SUPPLIED ENTRIES:
▬▬▬▬▬▬
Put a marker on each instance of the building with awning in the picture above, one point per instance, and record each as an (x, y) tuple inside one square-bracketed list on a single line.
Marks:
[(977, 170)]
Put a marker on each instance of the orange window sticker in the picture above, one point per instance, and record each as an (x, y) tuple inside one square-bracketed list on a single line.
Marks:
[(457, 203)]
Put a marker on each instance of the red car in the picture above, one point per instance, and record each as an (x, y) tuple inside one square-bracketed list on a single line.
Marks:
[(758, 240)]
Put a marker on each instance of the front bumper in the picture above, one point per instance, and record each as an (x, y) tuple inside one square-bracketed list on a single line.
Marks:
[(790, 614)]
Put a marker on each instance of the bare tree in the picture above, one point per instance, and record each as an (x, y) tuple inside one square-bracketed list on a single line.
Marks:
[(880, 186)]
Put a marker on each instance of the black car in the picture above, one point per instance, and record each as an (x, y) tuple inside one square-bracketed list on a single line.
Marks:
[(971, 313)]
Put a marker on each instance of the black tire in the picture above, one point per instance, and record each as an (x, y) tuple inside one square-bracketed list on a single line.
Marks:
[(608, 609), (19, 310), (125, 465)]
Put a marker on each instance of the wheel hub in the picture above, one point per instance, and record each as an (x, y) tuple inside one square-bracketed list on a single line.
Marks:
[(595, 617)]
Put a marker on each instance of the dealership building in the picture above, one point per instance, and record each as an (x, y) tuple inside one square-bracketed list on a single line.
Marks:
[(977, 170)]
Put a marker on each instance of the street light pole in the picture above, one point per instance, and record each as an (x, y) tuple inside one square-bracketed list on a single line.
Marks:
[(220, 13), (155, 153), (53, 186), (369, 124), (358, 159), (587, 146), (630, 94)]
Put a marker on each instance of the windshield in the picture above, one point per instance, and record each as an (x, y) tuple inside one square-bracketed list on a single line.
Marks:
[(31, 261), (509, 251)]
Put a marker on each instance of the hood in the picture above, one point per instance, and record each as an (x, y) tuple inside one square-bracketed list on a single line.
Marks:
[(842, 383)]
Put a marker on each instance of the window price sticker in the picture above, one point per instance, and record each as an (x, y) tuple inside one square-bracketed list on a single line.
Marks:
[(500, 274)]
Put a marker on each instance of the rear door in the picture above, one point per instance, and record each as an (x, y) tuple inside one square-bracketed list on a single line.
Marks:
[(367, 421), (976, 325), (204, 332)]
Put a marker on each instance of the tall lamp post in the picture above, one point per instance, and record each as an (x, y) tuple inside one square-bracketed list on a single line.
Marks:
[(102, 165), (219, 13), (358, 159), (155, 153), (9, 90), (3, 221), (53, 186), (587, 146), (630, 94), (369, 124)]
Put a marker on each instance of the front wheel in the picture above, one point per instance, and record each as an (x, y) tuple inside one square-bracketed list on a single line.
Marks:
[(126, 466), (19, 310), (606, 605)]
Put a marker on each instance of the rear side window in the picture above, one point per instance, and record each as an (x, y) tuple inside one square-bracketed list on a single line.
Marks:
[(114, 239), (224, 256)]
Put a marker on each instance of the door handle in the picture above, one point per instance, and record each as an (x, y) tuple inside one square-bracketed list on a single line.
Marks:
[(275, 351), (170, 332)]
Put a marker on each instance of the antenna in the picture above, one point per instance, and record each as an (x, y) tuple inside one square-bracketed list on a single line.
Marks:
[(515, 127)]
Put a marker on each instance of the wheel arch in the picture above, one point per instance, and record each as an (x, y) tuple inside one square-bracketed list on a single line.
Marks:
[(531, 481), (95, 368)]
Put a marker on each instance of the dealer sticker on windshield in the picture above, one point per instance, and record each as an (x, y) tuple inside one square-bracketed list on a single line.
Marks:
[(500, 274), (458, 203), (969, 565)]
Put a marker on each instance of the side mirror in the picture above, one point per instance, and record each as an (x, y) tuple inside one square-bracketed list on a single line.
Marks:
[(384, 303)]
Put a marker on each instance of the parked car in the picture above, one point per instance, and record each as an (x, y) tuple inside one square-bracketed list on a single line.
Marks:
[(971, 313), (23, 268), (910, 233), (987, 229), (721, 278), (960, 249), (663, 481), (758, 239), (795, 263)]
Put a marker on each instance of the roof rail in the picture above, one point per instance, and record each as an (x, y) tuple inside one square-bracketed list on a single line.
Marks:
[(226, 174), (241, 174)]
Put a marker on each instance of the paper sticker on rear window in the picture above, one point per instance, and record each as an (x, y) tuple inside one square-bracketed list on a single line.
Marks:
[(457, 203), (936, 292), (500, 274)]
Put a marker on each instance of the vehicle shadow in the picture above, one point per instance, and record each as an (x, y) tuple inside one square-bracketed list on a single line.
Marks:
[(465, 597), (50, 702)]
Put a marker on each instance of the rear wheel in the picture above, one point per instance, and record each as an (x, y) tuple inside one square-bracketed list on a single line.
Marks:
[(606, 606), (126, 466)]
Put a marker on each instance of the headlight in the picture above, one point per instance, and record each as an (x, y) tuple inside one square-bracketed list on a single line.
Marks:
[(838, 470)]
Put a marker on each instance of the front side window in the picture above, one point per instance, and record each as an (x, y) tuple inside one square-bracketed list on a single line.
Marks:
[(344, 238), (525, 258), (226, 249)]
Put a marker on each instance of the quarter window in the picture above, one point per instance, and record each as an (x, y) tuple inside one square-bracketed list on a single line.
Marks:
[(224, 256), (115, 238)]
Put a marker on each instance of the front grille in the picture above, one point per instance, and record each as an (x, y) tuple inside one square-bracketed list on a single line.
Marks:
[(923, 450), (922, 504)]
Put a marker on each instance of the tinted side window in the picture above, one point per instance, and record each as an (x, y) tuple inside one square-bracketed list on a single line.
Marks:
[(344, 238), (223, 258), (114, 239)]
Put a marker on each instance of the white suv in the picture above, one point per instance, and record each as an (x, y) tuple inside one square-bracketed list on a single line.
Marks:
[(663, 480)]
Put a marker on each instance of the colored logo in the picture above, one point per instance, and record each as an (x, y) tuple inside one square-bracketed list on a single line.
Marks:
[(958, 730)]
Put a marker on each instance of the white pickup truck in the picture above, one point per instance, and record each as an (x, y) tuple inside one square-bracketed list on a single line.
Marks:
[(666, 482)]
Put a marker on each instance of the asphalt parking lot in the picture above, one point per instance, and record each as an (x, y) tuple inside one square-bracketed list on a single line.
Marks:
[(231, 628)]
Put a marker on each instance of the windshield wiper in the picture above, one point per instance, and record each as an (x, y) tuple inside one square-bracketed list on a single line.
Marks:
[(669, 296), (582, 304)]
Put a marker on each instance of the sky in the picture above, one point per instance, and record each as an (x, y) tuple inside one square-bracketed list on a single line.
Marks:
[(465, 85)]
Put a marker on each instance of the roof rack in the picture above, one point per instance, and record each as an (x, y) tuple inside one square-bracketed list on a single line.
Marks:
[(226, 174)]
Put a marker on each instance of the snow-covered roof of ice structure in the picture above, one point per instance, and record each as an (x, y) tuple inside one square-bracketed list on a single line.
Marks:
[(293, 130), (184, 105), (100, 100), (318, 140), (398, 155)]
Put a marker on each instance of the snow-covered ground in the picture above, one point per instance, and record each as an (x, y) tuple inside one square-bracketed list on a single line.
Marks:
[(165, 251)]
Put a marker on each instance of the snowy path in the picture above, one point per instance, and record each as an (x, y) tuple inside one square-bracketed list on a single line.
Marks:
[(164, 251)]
▬▬▬▬▬▬
WORK TO COMPLETE: Turn all of the records above into a numbered list with one line per item, leaving out any blank lines.

FULL ANSWER:
1. Put a marker on each instance of the building with awning in the picture above, one point per instance, and record each as an (x, y) tuple inside one square-bracketed list on a single line.
2. Marks:
3. [(977, 170)]
4. Put a marker on each instance of the orange window sticker in the picture above, one point per instance, and record each as an (x, y) tuple inside one square-bracketed list on a single line.
5. Marks:
6. [(457, 203)]
7. Put a marker on each instance of the red car in the picture above, one point per instance, and record each as an (x, y) tuple inside one square-bracketed list on a single line.
8. Marks:
9. [(758, 240)]
10. Put a marker on each instance of the front bumper in the picture above, one point per instance, and record each as an (x, y) tuple inside one square-bracketed list on a single line.
11. Marks:
12. [(790, 614)]
13. Put a marker on each instance of the bare tree in the picture above, one point per instance, and record each as an (x, y) tuple inside one square-bracketed list on a single line.
14. Marks:
15. [(880, 186)]
16. Put a marker on each instance of the black car in the picture above, one point per instance, and record each as an (x, y) tuple inside one square-bracketed list on a single line.
17. Marks:
18. [(971, 313)]
19. Put a marker on each instance of the black tire in the picture above, one point per instance, and record each as an (x, y) tuple inside one square-bracketed list on a single line.
20. Marks:
21. [(608, 609), (19, 310), (125, 465)]
22. Put a marker on each instance of the wheel hub in the picture above, one point per instance, and record each as an (x, y) tuple inside one square-bracketed list on a single line.
23. Marks:
24. [(595, 617)]
25. Put a marker on each instance of the dealership building in the picture above, one point per instance, and record each as an (x, y) tuple inside one square-bracketed list on a single line.
26. Marks:
27. [(977, 170)]
28. Put a marker on each instance of the street light pole in the picture above, one point per instance, and record each as an (x, y) tuple inside one square-bracketed list on a single line.
29. Marks:
30. [(220, 13), (155, 153), (53, 186), (369, 124), (358, 159), (587, 146), (630, 94)]
31. Put a marker on each instance of the windshield in the picture above, one point per instance, and record each as an (x, y) tuple inside one square-bracketed list on a single line.
32. Marks:
33. [(31, 261), (509, 251)]
34. Put a marker on each instance of the hood in the picture above, one point per instance, and record each as an (x, y) tuple inside one square-bracketed list on a single line.
35. Marks:
36. [(842, 383)]
37. Put a marker on each instance of the window price sticker in the picture above, one point per instance, and record each as an (x, y) tuple inside one square-bracketed list on a single line.
38. Marks:
39. [(500, 274)]
40. Put a marker on each instance of the rear door in the picture above, one point per instance, and record each as an (x, y) tuple inside one square-bracketed list on a single line.
41. Marks:
42. [(367, 421), (976, 325), (204, 332)]
43. Put a marker on each instance of the tall lamp post in the picture above, one point per instance, and record each as an (x, y) tuple inside one square-bracketed list on a single line.
44. Marks:
45. [(102, 165), (219, 13), (358, 159), (155, 153), (9, 90), (3, 221), (53, 186), (587, 146), (630, 94), (369, 124)]
46. Put a marker on each instance of the front wheel in the picture above, one point per instance, and record each as an (x, y) tuple inside one square-bracketed list on a single line.
47. Marks:
48. [(126, 466), (19, 310), (606, 605)]
49. Put a marker on each instance of the rear side window in the picture above, one point per instance, and record each as an (x, y) tuple inside one square-bracketed list on a single line.
50. Marks:
51. [(114, 239), (224, 256)]
52. Put a marker on each instance of the door handle in the picture above, one point per instance, and record each as an (x, y) tuple inside one square-bracketed list on a single line.
53. Marks:
54. [(275, 351), (170, 332)]
55. Put a marker on each instance of the antenna in the picture above, one point per instance, and record each as an (x, y) tuple inside one square-bracketed list on a single line.
56. Marks:
57. [(515, 127)]
58. Put a marker on each instance of the wheel arch in the picture above, one point per instance, and record each as an (x, y) tuple inside one square-bracketed list on a single line.
59. Marks:
60. [(531, 481), (95, 368)]
61. Put a marker on each instance of the dealer sticker on windshield in the picture above, one point per instance, and record each as an (x, y) tuple inside one square-bracketed list on a single line.
62. Marks:
63. [(500, 274), (458, 203), (969, 565)]
64. Put a marker on each instance of the side mirror in the picture above, one point per instance, and record each as an (x, y) tuple inside one square-bracketed list on a single line.
65. Marks:
66. [(384, 303)]
67. Put a marker on each instance of the parked car in the picture above, one point per instance, and record each as an (x, y) tuple inside one square-bracketed list on a single line.
68. Marks:
69. [(971, 313), (23, 268), (910, 233), (987, 229), (721, 278), (960, 249), (663, 481), (758, 239), (795, 263)]
70. Put a marker on each instance of the roof rail in the picture above, one point per instance, and record each as an (x, y) tuple inside one square-bracketed list on a single line.
71. Marks:
72. [(226, 174), (241, 174)]
73. Put a marker on each instance of the paper sticker on rear window in the picture above, one point per instance, and record each as an (x, y) tuple inside one square-bracketed list on a single line.
74. Marks:
75. [(457, 203), (936, 292), (500, 274)]
76. Put a marker on each instance of the vehicle shadow in the picture above, one point per instance, and record each as an (x, y) tuple inside one square-bracketed list on a single line.
77. Marks:
78. [(465, 597), (50, 702)]
79. Put a marker on each instance of the rear wheel in the picture above, one point per instance, and record each as an (x, y) tuple inside one square-bracketed list on a single line.
80. Marks:
81. [(606, 606), (126, 466)]
82. Put a marker on each instance of the headlight in the picture above, one point per instance, and record each as an (x, y) tuple inside one square-bracketed list on a single line.
83. Marks:
84. [(838, 470)]
85. Put a marker on each instance of the front side window in the picture above, one point per instance, and record each as an (x, y) tuple inside one square-bracketed list on a single line.
86. Marks:
87. [(344, 238), (525, 258), (226, 249)]
88. Put a marker on each instance of the quarter window in the picture above, one point per instance, and record each as an (x, y) tuple inside one square-bracketed list on a single line.
89. Marks:
90. [(224, 256), (115, 238)]
91. Put a marker on each instance of the front grille in the picture above, one point per instance, and record each as an (x, y) tuple inside one square-bracketed list on a single line.
92. Marks:
93. [(923, 450), (922, 504)]
94. Put a marker on each instance of the tinted side window in the picture above, one point per instance, and record each as an (x, y) tuple inside one square-bracketed list on a single line.
95. Marks:
96. [(344, 238), (223, 258), (114, 239)]
97. Put a marker on each instance of the white suv in the picture above, one point per instance, and record each as an (x, y) tuple inside one square-bracketed list on a single line.
98. Marks:
99. [(663, 480)]
100. Put a marker on each instance of the colored logo in the picture above, one point per instance, and record each as an (x, y) tuple inside one square-bracketed list on a single line.
101. Marks:
102. [(958, 730)]
103. Put a marker on each instance of the white pickup truck in the picture above, one point per instance, and record each as an (x, y) tuple inside one square-bracketed list on a single line.
104. Marks:
105. [(666, 482)]
106. Put a marker on each instance of the asphalt parking lot in the picture above, one point per instance, and record each as an (x, y) tuple inside one square-bracketed list on a single line.
107. Marks:
108. [(231, 628)]
109. Put a marker on each instance of the windshield wiper in the picture above, one point per instance, and record each as an (x, y) tuple inside one square-bracketed list on a single line.
110. Marks:
111. [(669, 296), (582, 304)]
112. Put a marker on each instance of the sky in the picture above, one point per instance, and record each as an (x, y) tuple inside one square-bracketed list on a single line.
113. Marks:
114. [(465, 85)]
115. Put a marker on each instance of the roof rack in the picture above, one point per instance, and record each as an (x, y) tuple inside one square-bracketed list on a single line.
116. Marks:
117. [(226, 174)]
118. Put a marker on each instance of the snow-covered roof of ice structure in the picture above, one point per instance, and record each as an (x, y) tuple inside one square-bracketed list on a single line.
119. Marks:
120. [(293, 130), (184, 105), (100, 100), (318, 140), (398, 155)]
121. Put a marker on each instance of the snow-covered ground in the picture above, one point per instance, and record each as an (x, y) tuple inside one square-bracketed list on a single line.
122. Marks:
123. [(165, 251)]
124. Put a marker on each instance of the snowy path in the picture above, one point per instance, and record each as an (x, y) tuple inside one square-bracketed list on a single line.
125. Marks:
126. [(164, 251)]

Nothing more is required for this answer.